■ What to produce ■
Set down the whole listing verbatim.

■ Records supplied ■
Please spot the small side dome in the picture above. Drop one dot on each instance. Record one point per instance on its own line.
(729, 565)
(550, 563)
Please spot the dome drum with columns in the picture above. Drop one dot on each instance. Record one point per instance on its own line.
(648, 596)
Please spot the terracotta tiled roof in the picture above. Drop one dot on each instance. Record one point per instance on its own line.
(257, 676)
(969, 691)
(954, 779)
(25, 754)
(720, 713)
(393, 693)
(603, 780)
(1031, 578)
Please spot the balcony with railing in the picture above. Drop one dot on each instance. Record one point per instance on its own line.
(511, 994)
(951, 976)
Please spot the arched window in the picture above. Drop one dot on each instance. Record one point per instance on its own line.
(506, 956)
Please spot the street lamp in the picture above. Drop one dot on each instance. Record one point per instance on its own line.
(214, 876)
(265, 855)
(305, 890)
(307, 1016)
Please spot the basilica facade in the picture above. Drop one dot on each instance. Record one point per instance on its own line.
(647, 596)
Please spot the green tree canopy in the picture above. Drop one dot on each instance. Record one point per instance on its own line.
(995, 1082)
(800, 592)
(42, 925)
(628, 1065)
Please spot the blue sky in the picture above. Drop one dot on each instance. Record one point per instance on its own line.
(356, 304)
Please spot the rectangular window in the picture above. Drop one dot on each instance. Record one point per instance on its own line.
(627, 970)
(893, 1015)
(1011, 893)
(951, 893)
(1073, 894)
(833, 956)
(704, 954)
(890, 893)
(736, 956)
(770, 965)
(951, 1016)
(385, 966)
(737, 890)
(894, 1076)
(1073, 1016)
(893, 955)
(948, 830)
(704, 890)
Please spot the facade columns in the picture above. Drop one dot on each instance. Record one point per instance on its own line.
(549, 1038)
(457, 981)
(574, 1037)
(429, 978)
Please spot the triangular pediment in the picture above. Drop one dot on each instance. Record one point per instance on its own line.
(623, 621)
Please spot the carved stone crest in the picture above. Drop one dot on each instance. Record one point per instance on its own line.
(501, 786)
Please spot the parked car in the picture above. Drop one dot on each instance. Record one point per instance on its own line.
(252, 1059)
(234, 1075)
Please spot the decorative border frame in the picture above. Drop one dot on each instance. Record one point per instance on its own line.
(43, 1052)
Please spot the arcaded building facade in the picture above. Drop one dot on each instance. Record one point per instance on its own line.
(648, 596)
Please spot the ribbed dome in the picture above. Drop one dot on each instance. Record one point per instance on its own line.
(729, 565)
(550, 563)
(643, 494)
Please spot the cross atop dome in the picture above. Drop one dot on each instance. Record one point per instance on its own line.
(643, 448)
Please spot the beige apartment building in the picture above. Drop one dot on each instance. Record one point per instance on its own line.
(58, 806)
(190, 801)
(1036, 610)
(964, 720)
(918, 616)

■ Output ■
Please spot the small side dome in the picture above. Drop one dot on each instance. Record one point per instance on its own line.
(729, 565)
(550, 563)
Please spot the dome drum with columns in the picture above. Drop one dot on each instance. Record one point per instance on its own line.
(648, 596)
Please spot the terracotta tiled roof in the picture above. Drop one dot on each instance. Record one point per instance on its own line.
(257, 676)
(969, 691)
(954, 779)
(25, 754)
(720, 713)
(393, 693)
(603, 780)
(1031, 578)
Please spot the balcony with railing in the picture above. Drop one dot on each instance. Record one point per instance on its own line.
(511, 994)
(951, 976)
Please spot the arched window in the picture above. Drop one dot on each instance. Record one point per instance on its own line.
(506, 956)
Please spot the street lamp in the picture above. Drop one dot on each instance. Record one point per instance on its own line.
(214, 876)
(265, 855)
(305, 890)
(307, 1016)
Please spot the basilica facade in the picture above. Drop one dot on each instance. Record one point per instance on its own line.
(647, 596)
Please spot the green tree canopy in the picture above. Drop one dot on each instance. Record one point per instance on its own line.
(995, 1082)
(800, 592)
(42, 925)
(628, 1065)
Please spot the blue sky in the picture above. Drop one dot on each instance. Record one point per instance on its own line.
(356, 304)
Please spot the rectangular window in the picture above. Drop one dot on each instance. Record one point per instance on its own line.
(627, 970)
(893, 1015)
(1011, 893)
(951, 893)
(1073, 894)
(833, 956)
(704, 954)
(890, 893)
(736, 956)
(770, 965)
(951, 1016)
(385, 966)
(737, 890)
(894, 1076)
(1073, 1016)
(893, 955)
(948, 830)
(704, 890)
Please spot the facade columns in the picture above. Drop one dot on each instance. Record one point per instance on its own line.
(549, 1038)
(457, 981)
(574, 1037)
(429, 978)
Please spot the triangular pediment in the picture above. Drop one dot on each instance. Record one point per instance on its own line.
(623, 621)
Please spot the carved stone crest in the picture above. Drop one dot on each instance. Record one point per instance on its own line.
(501, 786)
Please spot the parked car in the picture above. Drop one dot on each instance. Record one point per instance on its own line.
(252, 1059)
(234, 1075)
Please spot the decorative border frame in the picture above. Drop one dot on each instance. Record one point per instance on its own line.
(43, 1052)
Please spot the arcaded building facade in the picture above. Drop one dot on each instance. Record one point per instance on its own line.
(648, 596)
Please spot the ribbed dome in the picture above. Drop one dot on each instance. Record one point per instance on its own line.
(729, 565)
(550, 563)
(643, 494)
Please spot the cross atop dome in the picture above. Drop one dot on each instance. Record one point per instance on its own line.
(643, 448)
Please spot the beige apartment building in the picture above. Drop one dot on each instance. Record one point per instance on its own line.
(58, 806)
(190, 801)
(1036, 610)
(964, 720)
(918, 616)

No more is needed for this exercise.